PASSAGE -
-- start --
PyTorch's Official Beginner Tutorial : Deep Learning with PyTorch: A 60 Minute Blitz

A GENTLE INTRODUCTION TO TORCH.AUTOGRAD

https://pytorch.org/tutorials/beginner/blitz/tensor_tutorial.html

Autograd is PyTorch's automatic differentiation engine

The following code only works on the CPU and not on GPU devices

In [6]:
import torch
from torchvision.models import resnet18, ResNet18_Weights
model = resnet18(weights =  ResNet18_Weights.DEFAULT)
data = torch.rand(1, 3, 64, 64)
labels = torch.rand(1, 1000)

Run data through model

In [7]:
prediction = model(data)

Now we perform backpropagation by first computing the loss and calling .backward(). The gradients are stored inside .grad

In [8]:
loss = (prediction - labels).sum()
loss.backward()

tensor(-494.4492, grad_fn=<SumBackward0>)


Load an optimizer, in this case, we use SGD with momentum

In [10]:
optim = torch.optim.SGD(model.parameters(), lr = 1e-2, momentum = 0.9)
-- end --
JOBS -
• a. According to the autograd tutorial notes, where are the gradients stored?
• b. Extend the autograd tutorial notes beyond the line that loads the optimizer.

DATA LINES -
-- start --
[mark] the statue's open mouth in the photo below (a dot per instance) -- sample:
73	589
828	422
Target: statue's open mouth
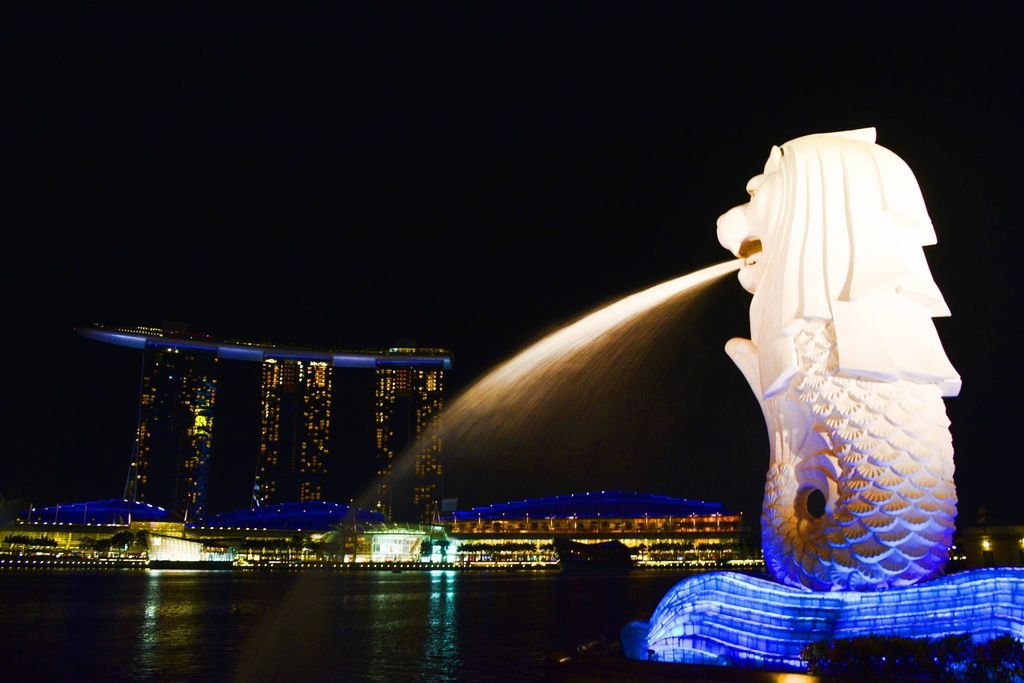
-- end --
ANSWERS TO THE EXERCISE -
• a. Inside .grad.

• b.
Initiate gradient descent with .step()

In [11]:
optim.step()

Differentiation in autograd. We create two tensors a, b with require_grad = True, which signals that every operation needs to be tracked

In [12]:
a = torch.tensor([2., 3.], requires_grad=True)
b = torch.tensor([6., 4.], requires_grad=True)

Create another tensor Q defined by a and b

\begin{align*}
Q = 3a^3-b^2
\end{align*}

In [13]:
Q = 3*a**3 - b**2

Assume a and b are parameters of the neural network and Q is the error. In training, we want the gradients of the error w.r.t. parameters, i.e.

\begin{align*}
\frac{\partial Q}{\partial a} = 9a^2
\end{align*}

\begin{align*}
\frac{\partial Q}{\partial b} = -2b
\end{align*}




We need to pass a gradient argument in Q.backward() since it's a vector. gradient is a tensor in the same shape as Q and represents

\begin{align*}
\frac{dQ}{dQ}=1
\end{align*}

Equivalently, we can aggregate Q into a scalar and then call .backward(), i.e., Q.sum().backward()

In [14]:
external_grad = torch.tensor([1., 1.])
Q.backward(gradient = external_grad)

Now, we can check a.grad and b.grad

In [18]:
print(9*a**2 == a.grad)
print(-2*b == b.grad)

tensor([True, True])
tensor([True, True])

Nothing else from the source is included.